**Given exercise**. Can you copy out the records from the line containing "of the awning" through the last record, both ends included, with each request unchanged and every coordinate in the answers multiplied by 2.1 and rounded to a whole number, halves rounding up?

─── Recorded data ───

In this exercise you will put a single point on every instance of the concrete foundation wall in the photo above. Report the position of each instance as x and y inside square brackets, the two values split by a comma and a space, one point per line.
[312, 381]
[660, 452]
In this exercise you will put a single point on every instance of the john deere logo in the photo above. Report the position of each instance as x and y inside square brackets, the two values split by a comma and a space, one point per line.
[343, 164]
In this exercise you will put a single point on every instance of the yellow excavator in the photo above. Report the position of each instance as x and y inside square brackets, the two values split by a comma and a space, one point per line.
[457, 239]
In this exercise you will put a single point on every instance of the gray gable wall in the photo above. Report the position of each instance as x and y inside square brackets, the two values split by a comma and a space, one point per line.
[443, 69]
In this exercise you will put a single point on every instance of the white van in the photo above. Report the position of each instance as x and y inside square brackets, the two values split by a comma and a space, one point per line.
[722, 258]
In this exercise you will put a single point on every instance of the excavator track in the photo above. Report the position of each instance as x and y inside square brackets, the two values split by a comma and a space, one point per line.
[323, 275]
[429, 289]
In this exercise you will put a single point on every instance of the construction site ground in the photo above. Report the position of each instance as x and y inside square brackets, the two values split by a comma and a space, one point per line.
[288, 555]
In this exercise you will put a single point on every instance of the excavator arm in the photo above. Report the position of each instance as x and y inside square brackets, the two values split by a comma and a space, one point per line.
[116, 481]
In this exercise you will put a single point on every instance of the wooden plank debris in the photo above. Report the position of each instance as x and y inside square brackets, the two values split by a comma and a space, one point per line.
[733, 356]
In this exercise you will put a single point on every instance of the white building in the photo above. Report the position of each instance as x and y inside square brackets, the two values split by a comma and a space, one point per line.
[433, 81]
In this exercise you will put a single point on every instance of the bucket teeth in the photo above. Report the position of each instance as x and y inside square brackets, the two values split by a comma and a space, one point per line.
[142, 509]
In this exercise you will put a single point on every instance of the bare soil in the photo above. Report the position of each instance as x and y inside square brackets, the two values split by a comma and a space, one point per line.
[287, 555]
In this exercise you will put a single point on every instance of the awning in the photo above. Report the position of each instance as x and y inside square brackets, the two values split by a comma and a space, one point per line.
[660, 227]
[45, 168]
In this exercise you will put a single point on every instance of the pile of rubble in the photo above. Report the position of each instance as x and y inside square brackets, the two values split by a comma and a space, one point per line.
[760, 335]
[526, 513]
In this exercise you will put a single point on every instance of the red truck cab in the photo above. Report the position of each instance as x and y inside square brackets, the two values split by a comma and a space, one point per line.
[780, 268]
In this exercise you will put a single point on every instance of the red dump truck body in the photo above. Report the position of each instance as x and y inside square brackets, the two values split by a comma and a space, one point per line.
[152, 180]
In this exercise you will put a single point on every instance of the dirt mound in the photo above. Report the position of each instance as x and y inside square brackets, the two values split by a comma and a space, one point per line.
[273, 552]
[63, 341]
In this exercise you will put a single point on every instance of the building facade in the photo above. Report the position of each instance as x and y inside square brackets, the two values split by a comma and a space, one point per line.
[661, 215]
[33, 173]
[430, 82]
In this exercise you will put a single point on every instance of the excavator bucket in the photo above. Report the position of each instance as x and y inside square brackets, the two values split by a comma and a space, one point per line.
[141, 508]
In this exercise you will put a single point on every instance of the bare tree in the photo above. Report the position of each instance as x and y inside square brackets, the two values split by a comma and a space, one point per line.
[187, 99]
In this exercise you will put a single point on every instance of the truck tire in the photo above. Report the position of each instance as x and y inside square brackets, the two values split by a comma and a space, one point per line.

───

**Answer below**.
In this exercise you will put a single point on every instance of the awning in the photo above. Report the position of each instance as x and y inside square brackets, the two values split by a comma and a space, one point per line.
[1386, 477]
[95, 353]
In this exercise you will put a single point on every instance of the pile of rubble in the photo above. Report the position of each instance as x and y inside square brackets, the two values split by a comma and a space, one point per line.
[1596, 704]
[1105, 1077]
In this exercise you will put a single point on every instance of the red truck cab in the photo above. Report the position of each instance as x and y inside square brackets, the two values split by a comma and a space, one point per line.
[1638, 563]
In this exercise you will put a single point on every instance of the red dump truck body in the photo above. Report the position of each instance as x and y inside square brackets, the two values split by a comma and a space, one point per line.
[319, 378]
In this exercise you will put a single point on every instance of the dirt mound in the photo above. Report the position of each instance as x and y inside square brackets, the two values split by a comma and a space, one point per line.
[573, 1159]
[132, 716]
In this exercise you will put a single point on every instance of the building facade in the photo above. Report the position of each instance as x and y inside square brackets, the two values split by a comma and a space, one point per line.
[1388, 452]
[69, 363]
[903, 172]
In this exercise you will put a single point on every instance of the excavator bucket in the photo above. Report the position of each instance as x and y inside square brackets, the two values split by a comma and a space, one point per line.
[296, 1067]
In this exercise you will put a single point on every instance of the bare tree in the photo above. Report the position of each instance as x and y inside square brackets, the two values split by a comma and a space, one point per line.
[393, 208]
In this exercise you will put a single point on every instance of the truck tire in the photo above. Report the position of each instance as x and y inside square brackets, the two values split by a comma and a space, one point per line.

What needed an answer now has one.